### Metin
Barış Sarısoy

Neredeyse mesleğe başladığım ilk yıllardan beri “Elbet öğrenilecek yeni bir şey vardır.” düşüncesiyle eğitim alanında yapılan konferans, seminer ve eğitimlere katılmaya çalışıyorum. Buralarda da genel olarak aynı yüzlerle karşılaşıyorum. 

  • Aaa “……” hocam n’aber?
  • İyidir hocam, senden n’aber?
  • Ben de aynı, koşturuyoruz işte.
  • En son geçen ayki “…....” konferansında görüşmüştük değil mi?
  • İki ay önceki “……....” eğitimi olmasın o…

Hemen hemen her eğitimde benzer diyaloglar yaşanıyor diyebilirim. Dinamiği öğrenme olan bir avuç insanız ve kendi kendimize eğitim ve seminer düzenliyoruz sanki. Elbette ki farklı dinamikler de vardır ama en geneli durdurulamayan öğrenme ihtiyacımız olsa gerek. Diğer taraftan, uzun zamandır YÖM çatısı altında eğitimciler için mesleki gelişim atölyeleri düzenliyoruz. Bu eğitimlere katılan öğretmen arkadaşlara: “Neden bu eğitim?” diye sorduğumuzda karşılaştığımız en genel yanıt: “Yeni şeyler öğrenmek” oluyor.

### Yapılacak görevler
a - Metinden "Barış Sarısoy" ile başlayıp "hocam, senden n’aber?" ifadesine kadar süren bölümü aynen kopyalayın.
b - Şu soruları metne göre yanıtlayın:
(i) Yazar konferans, seminer ve eğitimlere hangi düşünceyle katılıyor?
(ii) Eğitimciler için mesleki gelişim atölyeleri hangi çatı altında düzenleniyor?
(iii) Öğretmenlere "Neden bu eğitim?" diye sorulduğunda en genel yanıt ne oluyor?
Kayıtların bu işte hiçbir payı yoktur.

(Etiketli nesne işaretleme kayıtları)
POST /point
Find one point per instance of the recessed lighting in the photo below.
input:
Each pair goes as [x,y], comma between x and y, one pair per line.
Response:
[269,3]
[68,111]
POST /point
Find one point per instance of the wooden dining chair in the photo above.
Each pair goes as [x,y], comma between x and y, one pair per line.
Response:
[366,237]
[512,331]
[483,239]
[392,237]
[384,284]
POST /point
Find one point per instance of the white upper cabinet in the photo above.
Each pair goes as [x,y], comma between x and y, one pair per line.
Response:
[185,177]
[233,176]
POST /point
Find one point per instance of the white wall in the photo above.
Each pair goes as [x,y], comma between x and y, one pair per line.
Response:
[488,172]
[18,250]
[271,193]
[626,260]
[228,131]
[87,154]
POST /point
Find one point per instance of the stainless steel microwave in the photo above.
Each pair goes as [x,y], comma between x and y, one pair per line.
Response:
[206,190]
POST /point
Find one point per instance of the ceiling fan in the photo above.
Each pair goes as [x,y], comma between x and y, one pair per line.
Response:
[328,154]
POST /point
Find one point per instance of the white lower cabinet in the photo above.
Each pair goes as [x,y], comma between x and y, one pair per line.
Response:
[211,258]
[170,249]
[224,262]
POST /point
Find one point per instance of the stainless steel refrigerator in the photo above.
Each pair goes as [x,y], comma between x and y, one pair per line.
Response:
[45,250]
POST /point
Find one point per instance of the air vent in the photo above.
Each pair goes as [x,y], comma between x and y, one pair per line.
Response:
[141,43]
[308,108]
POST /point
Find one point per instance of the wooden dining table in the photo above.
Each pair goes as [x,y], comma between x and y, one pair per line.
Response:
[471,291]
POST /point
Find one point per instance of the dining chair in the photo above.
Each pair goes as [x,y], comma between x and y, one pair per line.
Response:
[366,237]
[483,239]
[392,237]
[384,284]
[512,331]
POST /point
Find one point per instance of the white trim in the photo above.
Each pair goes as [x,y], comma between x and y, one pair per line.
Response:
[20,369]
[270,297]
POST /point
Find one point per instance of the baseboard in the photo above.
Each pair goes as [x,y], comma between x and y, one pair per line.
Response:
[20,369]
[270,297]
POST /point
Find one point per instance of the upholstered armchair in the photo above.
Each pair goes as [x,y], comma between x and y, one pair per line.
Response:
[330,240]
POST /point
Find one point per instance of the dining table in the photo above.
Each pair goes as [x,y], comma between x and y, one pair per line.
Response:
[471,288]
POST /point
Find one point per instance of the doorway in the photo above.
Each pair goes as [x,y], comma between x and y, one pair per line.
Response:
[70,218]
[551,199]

### Görev yanıtları
a -
Barış Sarısoy

Neredeyse mesleğe başladığım ilk yıllardan beri “Elbet öğrenilecek yeni bir şey vardır.” düşüncesiyle eğitim alanında yapılan konferans, seminer ve eğitimlere katılmaya çalışıyorum. Buralarda da genel olarak aynı yüzlerle karşılaşıyorum. 

  • Aaa “……” hocam n’aber?
  • İyidir hocam, senden n’aber?

b -
(i) "Elbet öğrenilecek yeni bir şey vardır." düşüncesiyle.
(ii) YÖM çatısı altında.
(iii) "Yeni şeyler öğrenmek."